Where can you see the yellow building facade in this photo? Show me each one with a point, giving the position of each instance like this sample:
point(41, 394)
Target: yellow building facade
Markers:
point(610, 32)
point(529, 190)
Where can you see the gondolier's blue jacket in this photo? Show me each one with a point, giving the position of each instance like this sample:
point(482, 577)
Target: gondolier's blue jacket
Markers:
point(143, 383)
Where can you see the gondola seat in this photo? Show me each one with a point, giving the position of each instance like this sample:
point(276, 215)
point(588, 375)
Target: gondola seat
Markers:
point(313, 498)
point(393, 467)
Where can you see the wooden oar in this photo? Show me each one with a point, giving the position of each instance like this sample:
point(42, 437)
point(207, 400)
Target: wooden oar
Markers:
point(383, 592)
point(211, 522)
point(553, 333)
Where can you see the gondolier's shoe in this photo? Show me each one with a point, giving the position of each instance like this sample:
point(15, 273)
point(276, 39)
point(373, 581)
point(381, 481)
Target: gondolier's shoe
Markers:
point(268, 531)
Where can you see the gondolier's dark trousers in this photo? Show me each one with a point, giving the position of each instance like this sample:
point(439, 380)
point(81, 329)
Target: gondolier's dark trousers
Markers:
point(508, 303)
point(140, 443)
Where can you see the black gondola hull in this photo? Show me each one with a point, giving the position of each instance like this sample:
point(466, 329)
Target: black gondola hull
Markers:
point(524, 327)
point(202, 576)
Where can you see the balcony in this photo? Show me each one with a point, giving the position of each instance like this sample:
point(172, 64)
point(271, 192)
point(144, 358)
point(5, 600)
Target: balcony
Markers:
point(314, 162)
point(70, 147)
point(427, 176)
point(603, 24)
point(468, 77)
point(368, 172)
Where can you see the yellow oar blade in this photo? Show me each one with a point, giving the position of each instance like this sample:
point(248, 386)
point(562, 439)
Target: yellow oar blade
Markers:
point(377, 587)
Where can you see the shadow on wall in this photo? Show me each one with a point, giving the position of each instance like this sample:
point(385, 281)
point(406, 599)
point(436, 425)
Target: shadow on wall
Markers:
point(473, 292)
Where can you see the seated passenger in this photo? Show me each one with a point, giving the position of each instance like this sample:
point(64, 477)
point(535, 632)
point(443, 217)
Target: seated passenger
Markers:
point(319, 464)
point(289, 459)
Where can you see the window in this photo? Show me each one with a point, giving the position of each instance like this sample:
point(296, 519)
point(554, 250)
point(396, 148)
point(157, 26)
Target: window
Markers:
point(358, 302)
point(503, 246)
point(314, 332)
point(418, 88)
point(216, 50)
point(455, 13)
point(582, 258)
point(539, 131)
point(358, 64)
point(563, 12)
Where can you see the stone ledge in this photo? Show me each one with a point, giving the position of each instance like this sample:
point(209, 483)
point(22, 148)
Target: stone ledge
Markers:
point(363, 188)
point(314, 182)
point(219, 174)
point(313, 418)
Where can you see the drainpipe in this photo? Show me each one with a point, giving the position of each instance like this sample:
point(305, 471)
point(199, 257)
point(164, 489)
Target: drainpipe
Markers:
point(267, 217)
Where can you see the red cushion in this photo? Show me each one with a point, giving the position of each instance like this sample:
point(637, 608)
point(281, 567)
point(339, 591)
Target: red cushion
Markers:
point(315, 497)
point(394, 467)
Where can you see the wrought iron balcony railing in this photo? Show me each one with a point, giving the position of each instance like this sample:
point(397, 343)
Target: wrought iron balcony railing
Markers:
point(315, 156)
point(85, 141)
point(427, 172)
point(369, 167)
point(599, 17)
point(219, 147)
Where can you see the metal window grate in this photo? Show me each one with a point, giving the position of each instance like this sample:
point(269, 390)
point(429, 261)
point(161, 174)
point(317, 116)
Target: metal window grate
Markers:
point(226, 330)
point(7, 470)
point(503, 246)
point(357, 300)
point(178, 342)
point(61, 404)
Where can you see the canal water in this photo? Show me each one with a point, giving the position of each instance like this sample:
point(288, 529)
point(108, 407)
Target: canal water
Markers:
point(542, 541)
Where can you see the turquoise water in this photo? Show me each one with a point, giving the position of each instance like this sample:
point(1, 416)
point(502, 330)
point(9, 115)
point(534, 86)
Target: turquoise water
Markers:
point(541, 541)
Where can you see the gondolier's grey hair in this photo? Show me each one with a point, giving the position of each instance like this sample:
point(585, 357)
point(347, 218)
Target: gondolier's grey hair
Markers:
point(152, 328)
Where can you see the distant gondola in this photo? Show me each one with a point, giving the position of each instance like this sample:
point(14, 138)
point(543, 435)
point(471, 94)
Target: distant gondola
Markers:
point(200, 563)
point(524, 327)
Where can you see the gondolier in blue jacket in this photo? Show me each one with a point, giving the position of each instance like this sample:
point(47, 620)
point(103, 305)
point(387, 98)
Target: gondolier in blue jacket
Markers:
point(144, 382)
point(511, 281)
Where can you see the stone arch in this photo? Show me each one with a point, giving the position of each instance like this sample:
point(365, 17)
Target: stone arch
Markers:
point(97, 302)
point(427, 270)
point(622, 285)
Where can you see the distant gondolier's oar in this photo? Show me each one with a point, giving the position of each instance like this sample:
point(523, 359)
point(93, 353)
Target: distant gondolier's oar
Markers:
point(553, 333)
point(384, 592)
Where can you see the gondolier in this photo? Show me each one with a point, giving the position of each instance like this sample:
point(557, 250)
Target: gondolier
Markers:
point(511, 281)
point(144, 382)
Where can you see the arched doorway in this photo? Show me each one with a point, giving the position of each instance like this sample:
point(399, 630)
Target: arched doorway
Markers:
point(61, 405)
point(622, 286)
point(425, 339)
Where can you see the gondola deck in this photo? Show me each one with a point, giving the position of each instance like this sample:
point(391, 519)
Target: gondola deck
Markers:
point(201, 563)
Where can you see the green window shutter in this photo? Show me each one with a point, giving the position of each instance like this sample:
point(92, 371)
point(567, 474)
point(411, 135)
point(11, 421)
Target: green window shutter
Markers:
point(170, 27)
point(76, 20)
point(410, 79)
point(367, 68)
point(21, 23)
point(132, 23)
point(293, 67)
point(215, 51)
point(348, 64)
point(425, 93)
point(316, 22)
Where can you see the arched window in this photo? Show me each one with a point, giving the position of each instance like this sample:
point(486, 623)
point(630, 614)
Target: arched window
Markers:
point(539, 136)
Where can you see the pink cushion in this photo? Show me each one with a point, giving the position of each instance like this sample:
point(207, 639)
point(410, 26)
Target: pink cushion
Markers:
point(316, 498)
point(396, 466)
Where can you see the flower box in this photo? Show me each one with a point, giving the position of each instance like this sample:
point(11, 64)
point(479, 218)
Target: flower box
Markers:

> **Task objective**: Scan the data above. Return every line with "gondola" in it.

> **Finished exercise**:
Where can you see the gondola seat in this photo? Show me each one with a point, giving the position of each instance like this sample:
Target: gondola seat
Where can you see the black gondola hull in this photo? Show me each one with a point, giving the position of each instance like this sample:
Target: black gondola hull
Where can you see the distant gondola in this photo? Show me each one with a point, giving the position of each instance like this sample:
Target: distant gondola
Where can you see the gondola deck in this photo? Show me each one with a point, giving the position of each instance like this sample:
Target: gondola deck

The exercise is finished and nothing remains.